課題
有機イチゴ農家の紹介文のうち、「一般社団法人「日本有機農業普」を含む語句で始まり「し、3年目にして軌道に乗る。」で終わる部分を、一字も変えずに書き写せ。
++++ 本文抜粋
上村 慎二/かみむら農園
国内10人ほどの有機イチゴ農家!誰もが安全な作物を
■プロフィール
東大阪大学柏原高校を卒業後、幼い頃からの夢だった板前や、運送会社のトラック運転手などさまざまな職業を経験。
35歳の時に妻の実家で食べたナスに感動したことがきっかけで、就農を決意。有機農業の第一人者、上田義輝氏のもとに弟子入りし、1年余りにわたって栽培の基本を学んだのち、2010年に独立就農。
経営が軌道に乗った矢先に、農作業中や選果作業中に、畑で倒れたり、体調不良を感じることが多く、トマト(ナス科)に対するアレルギーがあることが判明。
栽培品目の見直しを迫られるなかで、食物アレルギーを持つ多くの人のために、化学肥料と農薬を使わない有機農法を極めようと決意。
日本では10人程度しか存在しない、完全有機栽培のイチゴ農家として注目されるようになる。
一般社団法人「日本有機農業普及協会(JOFA)」が主催している「オーガニックエコフェスタ 栄養価コンテスト」に2017年から出品し、大根部門で最優秀賞を2回、イチゴとほうれん草は2年連続でファイナリストに選出される。有機JAS認定農家。
■農業を職業にした理由
妻の実家を訪ねた時に、義父が家庭菜園で作ったナスの料理を食べて、「自分もひとを感動させられるくらい美味しい野菜を作りたい!」と35歳で就農を決意。
大阪から京都府八幡市に移住して就業支援センターに相談したが、当時は農業に関する知識がゼロだったため、まともに相手にされなかったが、3カ月後に再び相談に行って、有機農業の第一人者、上田義輝氏を紹介され、弟子入りすることになる。
1年あまりかけて有機農業の基礎を学んだ末、5アールの畑を借りて独立。小松菜を中心にトマトやピーマンなどの少量多品目栽培を始めたが、病害虫で全滅したり、納品先から「葉っぱがボロボロで売れない」と取引を断られたこともあった。
しかし、野菜のえぐみの原因になる窒素系肥料の硝酸が残らないよう、おからや竹チップパウダー、油カスなどの植物性有機肥料にこだわるようになった結果、糖度15度のほうれん草の生産に成功し、3年目にして軌道に乗る。
ところが数年後、ナス科に対するアレルギーが判明したことで、トマト栽培を断念。化学物質過敏症のお客さんに出会ったことも影響して、栽培品目を見直して、オーガニックを極めようと決意する。
冬の収入源として始めたイチゴは、200株からスタートして、徐々に株数を増やし、2022年には1万2,000株まで拡大。日本に10人程度しかいない化学肥料、農薬不使用のイチゴ農家として注目される存在になった。
■農業の魅力とは
支えてくれる人たちに恵まれていたと思います。「ひとを感動させるものを作りたい」と35歳で就農を決意しましたが、最初は有機と慣行の違いも、水耕栽培すら知りませんでした。
++++++++
++++ 一覧表示
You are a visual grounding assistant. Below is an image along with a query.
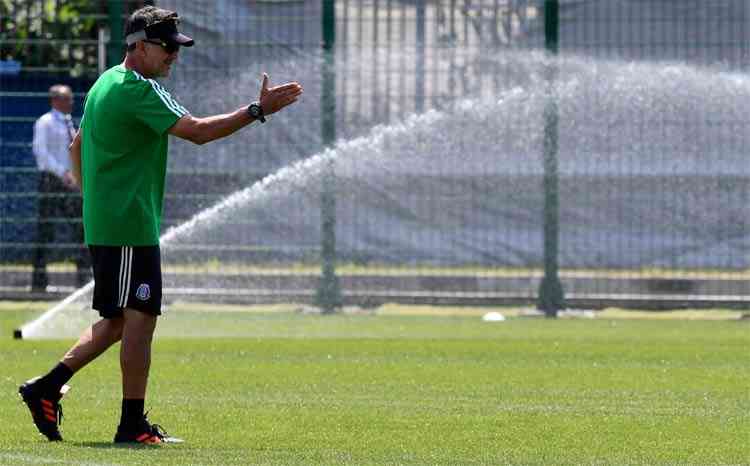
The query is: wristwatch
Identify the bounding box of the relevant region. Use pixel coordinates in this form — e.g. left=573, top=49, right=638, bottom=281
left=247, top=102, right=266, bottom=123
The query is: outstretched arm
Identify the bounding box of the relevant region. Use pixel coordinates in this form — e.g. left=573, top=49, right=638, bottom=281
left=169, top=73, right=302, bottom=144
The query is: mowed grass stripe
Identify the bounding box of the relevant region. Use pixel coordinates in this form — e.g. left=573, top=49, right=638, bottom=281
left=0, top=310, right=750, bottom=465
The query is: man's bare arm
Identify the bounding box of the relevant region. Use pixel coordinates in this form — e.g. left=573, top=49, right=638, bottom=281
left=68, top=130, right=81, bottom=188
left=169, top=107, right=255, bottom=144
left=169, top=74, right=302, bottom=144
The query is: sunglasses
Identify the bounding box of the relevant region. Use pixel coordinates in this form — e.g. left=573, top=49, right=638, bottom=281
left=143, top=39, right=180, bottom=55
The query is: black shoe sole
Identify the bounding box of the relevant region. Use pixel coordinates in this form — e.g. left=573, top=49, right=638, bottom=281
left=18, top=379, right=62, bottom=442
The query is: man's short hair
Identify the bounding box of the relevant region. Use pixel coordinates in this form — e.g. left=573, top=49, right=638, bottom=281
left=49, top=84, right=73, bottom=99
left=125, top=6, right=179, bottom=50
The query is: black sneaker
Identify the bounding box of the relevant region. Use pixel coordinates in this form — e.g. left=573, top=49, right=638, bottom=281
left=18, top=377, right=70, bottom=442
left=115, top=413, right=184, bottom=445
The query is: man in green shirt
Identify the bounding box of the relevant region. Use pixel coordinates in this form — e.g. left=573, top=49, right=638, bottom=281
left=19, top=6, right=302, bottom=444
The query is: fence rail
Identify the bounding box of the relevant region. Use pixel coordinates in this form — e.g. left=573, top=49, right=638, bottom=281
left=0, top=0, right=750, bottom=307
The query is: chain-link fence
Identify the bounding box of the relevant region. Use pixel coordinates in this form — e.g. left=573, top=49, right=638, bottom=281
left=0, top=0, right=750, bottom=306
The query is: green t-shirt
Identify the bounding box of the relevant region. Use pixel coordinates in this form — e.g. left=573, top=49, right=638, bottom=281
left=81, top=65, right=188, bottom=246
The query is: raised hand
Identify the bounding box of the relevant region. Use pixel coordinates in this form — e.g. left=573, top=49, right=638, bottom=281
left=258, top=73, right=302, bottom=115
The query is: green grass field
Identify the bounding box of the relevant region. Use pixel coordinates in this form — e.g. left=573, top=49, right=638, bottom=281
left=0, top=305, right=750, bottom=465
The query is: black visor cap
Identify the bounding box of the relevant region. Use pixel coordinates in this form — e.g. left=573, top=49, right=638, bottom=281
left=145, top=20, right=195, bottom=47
++++++++
++++ 一覧表示
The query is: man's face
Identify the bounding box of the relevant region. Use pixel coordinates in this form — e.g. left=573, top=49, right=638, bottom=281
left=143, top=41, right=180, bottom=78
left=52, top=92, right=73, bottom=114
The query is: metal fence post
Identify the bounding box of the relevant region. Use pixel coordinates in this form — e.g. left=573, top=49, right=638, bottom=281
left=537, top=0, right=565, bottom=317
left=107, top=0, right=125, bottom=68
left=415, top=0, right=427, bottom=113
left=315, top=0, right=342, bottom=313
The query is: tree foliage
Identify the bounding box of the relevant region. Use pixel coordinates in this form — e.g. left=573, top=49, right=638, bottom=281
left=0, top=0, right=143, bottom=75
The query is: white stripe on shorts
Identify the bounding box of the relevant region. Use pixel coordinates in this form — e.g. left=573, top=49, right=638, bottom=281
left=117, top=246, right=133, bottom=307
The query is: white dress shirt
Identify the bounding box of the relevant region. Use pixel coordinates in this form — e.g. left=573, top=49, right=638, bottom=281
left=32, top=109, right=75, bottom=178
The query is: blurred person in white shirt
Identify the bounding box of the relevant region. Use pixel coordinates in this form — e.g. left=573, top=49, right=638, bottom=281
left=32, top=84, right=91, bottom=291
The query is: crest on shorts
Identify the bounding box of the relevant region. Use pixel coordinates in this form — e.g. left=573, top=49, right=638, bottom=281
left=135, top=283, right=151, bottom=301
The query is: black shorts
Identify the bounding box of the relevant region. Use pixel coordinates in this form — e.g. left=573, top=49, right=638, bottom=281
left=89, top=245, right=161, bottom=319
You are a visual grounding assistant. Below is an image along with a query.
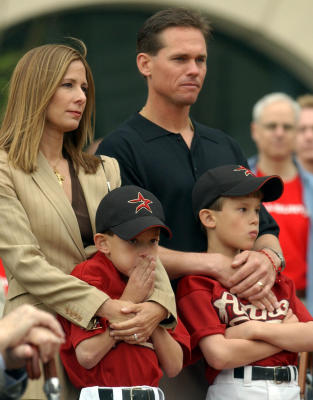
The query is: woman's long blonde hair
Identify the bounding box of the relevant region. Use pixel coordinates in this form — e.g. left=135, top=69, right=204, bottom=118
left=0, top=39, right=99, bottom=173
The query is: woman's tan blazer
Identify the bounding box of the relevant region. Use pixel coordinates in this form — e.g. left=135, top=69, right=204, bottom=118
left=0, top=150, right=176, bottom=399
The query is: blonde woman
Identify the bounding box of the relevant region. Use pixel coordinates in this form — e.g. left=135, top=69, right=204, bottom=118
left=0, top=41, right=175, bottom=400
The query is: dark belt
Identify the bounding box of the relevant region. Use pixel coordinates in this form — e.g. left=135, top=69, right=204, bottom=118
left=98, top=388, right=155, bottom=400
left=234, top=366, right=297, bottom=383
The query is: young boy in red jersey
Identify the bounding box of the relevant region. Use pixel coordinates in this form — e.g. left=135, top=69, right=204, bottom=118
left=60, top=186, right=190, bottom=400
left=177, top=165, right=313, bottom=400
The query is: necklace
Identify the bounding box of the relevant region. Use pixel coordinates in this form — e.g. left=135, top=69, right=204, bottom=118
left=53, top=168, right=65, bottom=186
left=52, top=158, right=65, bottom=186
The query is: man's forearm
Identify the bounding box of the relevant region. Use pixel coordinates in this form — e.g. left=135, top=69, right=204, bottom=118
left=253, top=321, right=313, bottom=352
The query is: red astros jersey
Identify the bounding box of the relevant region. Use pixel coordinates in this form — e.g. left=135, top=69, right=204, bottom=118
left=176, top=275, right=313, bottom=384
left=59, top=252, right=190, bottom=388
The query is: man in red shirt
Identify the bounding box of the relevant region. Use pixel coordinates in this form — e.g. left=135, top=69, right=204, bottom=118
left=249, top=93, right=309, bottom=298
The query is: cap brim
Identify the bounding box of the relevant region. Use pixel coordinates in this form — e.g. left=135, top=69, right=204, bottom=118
++++++++
解答
一般社団法人「日本有機農業普及協会(JOFA)」が主催している「オーガニックエコフェスタ 栄養価コンテスト」に2017年から出品し、大根部門で最優秀賞を2回、イチゴとほうれん草は2年連続でファイナリストに選出される。有機JAS認定農家。
■農業を職業にした理由
妻の実家を訪ねた時に、義父が家庭菜園で作ったナスの料理を食べて、「自分もひとを感動させられるくらい美味しい野菜を作りたい!」と35歳で就農を決意。
大阪から京都府八幡市に移住して就業支援センターに相談したが、当時は農業に関する知識がゼロだったため、まともに相手にされなかったが、3カ月後に再び相談に行って、有機農業の第一人者、上田義輝氏を紹介され、弟子入りすることになる。
1年あまりかけて有機農業の基礎を学んだ末、5アールの畑を借りて独立。小松菜を中心にトマトやピーマンなどの少量多品目栽培を始めたが、病害虫で全滅したり、納品先から「葉っぱがボロボロで売れない」と取引を断られたこともあった。
しかし、野菜のえぐみの原因になる窒素系肥料の硝酸が残らないよう、おからや竹チップパウダー、油カスなどの植物性有機肥料にこだわるようになった結果、糖度15度のほうれん草の生産に成功し、3年目にして軌道に乗る。